▶ _Aufgaben_
1. Wiederholen Sie aus dem Text zur Unterrichtseinheit über MON810 wortgetreu den Abschnitt von „Die Ergebnisse der“ bis „international relevant sind.“.
2. Schreiben Sie die Datensätze von der Zeile mit „Mark each instance of the distant“ bis zum Ende der Datensätze neu und ersetzen Sie dabei „distant house“ durch „remote house“. Alles andere bleibt unverändert.

▶ _Textauszug_
··········
In Gruppenarbeit sollen die Schüler nun jeweils ein möglichst abgeschlossenes Forschungsprojekt zu MON810 bearbeiten und die Ergebnisse in einer Tabelle zusammenfassen (Arbeitsblätter S. 1).

Ergebnissicherung/Diskussion

Die Ergebnisse der Schüler-Arbeitsgruppen werden der Klasse vorgestellt.

Diskutieren Sie in der Klasse, wie die aktuellen Ergebnisse aus wissenschaftlicher Sicht einzuordnen und zu bewerten sind. Dabei ist wichtig darauf hinzuweisen, dass die EU-Zulassungspraxis/-entscheidung letztlich auf dem Kenntnisstand der gesamten internationalen Forschungsgemeinschaft basiert, welcher durch den Antragsteller dokumentiert werden muss. Die vom Bundesministerium für Bildung und Forschung (BMBF) geförderte Sicherheitsforschung ist dagegen primär auf Deutschland fokussiert, die Ergebnisse fließen aber in die Bewertung mit ein, sofern sie international relevant sind.

Diskutieren Sie mit den Schülern auch, warum Umweltschutzorganisationen und andere gesellschaftliche Gruppen mit der Entscheidung der Behörden teilweise nicht übereinstimmen und zu einer anderen Risikobewertung kommen. (Arbeitsblätter S. 2)

Am Ende der Unterrichtseinheit sollten die Schüler ihre eigene, persönliche Stellungnahme/Einschätzung abgeben und diese begründen.
··········
▶ _Bereitgestellte Datensätze_
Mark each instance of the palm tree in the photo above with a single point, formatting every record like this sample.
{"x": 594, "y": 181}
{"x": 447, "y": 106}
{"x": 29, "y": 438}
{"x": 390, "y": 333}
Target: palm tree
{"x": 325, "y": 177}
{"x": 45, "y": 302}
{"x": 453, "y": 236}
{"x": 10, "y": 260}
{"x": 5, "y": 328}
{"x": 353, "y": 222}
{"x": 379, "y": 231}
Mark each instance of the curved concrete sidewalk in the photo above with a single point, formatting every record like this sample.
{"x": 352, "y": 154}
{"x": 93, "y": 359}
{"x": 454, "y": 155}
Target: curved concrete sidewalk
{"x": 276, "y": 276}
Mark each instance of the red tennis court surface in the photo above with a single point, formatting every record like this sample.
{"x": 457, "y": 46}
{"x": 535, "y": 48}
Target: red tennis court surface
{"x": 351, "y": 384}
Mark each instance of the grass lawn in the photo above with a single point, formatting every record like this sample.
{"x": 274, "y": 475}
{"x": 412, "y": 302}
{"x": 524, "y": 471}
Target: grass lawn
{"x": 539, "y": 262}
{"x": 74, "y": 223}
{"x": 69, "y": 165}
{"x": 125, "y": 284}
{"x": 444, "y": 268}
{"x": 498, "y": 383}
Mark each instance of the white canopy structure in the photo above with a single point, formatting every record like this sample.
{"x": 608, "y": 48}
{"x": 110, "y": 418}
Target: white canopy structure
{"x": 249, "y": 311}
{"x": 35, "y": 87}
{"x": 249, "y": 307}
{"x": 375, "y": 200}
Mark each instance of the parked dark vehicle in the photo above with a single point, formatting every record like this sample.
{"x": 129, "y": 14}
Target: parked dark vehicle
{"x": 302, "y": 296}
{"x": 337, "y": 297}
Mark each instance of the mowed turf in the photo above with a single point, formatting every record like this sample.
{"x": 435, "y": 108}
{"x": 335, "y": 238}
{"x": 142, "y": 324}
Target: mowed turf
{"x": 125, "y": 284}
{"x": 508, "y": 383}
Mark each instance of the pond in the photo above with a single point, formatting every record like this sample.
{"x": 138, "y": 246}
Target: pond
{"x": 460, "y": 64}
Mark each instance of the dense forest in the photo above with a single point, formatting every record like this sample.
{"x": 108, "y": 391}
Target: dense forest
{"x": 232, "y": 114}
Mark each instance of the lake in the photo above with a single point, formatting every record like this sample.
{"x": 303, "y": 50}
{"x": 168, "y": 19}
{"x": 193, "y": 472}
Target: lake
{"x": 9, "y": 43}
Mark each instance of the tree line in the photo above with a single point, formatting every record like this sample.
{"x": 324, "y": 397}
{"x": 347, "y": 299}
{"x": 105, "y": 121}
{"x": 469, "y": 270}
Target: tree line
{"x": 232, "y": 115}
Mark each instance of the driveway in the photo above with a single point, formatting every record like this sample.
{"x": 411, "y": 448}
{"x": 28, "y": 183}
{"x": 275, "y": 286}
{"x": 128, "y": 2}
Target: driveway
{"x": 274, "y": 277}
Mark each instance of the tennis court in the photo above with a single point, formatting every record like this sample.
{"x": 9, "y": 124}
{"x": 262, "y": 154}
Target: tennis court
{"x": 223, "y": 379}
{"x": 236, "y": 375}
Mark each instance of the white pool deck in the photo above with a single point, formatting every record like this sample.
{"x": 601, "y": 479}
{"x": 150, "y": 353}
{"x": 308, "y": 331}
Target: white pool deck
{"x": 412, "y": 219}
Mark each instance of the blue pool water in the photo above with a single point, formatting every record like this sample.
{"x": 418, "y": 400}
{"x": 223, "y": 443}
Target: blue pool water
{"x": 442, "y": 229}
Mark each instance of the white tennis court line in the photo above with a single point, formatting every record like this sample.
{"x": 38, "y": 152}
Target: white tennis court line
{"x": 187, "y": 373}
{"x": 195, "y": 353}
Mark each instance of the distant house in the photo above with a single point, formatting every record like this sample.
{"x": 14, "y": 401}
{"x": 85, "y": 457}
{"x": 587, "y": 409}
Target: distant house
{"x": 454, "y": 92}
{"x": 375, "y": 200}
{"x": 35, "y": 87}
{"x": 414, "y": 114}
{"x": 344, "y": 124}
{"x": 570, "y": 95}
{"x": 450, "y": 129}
··········
▶ _Erwartete Lösungen_
1.
Die Ergebnisse der Schüler-Arbeitsgruppen werden der Klasse vorgestellt.

Diskutieren Sie in der Klasse, wie die aktuellen Ergebnisse aus wissenschaftlicher Sicht einzuordnen und zu bewerten sind. Dabei ist wichtig darauf hinzuweisen, dass die EU-Zulassungspraxis/-entscheidung letztlich auf dem Kenntnisstand der gesamten internationalen Forschungsgemeinschaft basiert, welcher durch den Antragsteller dokumentiert werden muss. Die vom Bundesministerium für Bildung und Forschung (BMBF) geförderte Sicherheitsforschung ist dagegen primär auf Deutschland fokussiert, die Ergebnisse fließen aber in die Bewertung mit ein, sofern sie international relevant sind.

2.
Mark each instance of the remote house in the photo above with a single point, formatting every record like this sample.
{"x": 14, "y": 401}
{"x": 85, "y": 457}
{"x": 587, "y": 409}
Target: remote house
{"x": 454, "y": 92}
{"x": 375, "y": 200}
{"x": 35, "y": 87}
{"x": 414, "y": 114}
{"x": 344, "y": 124}
{"x": 570, "y": 95}
{"x": 450, "y": 129}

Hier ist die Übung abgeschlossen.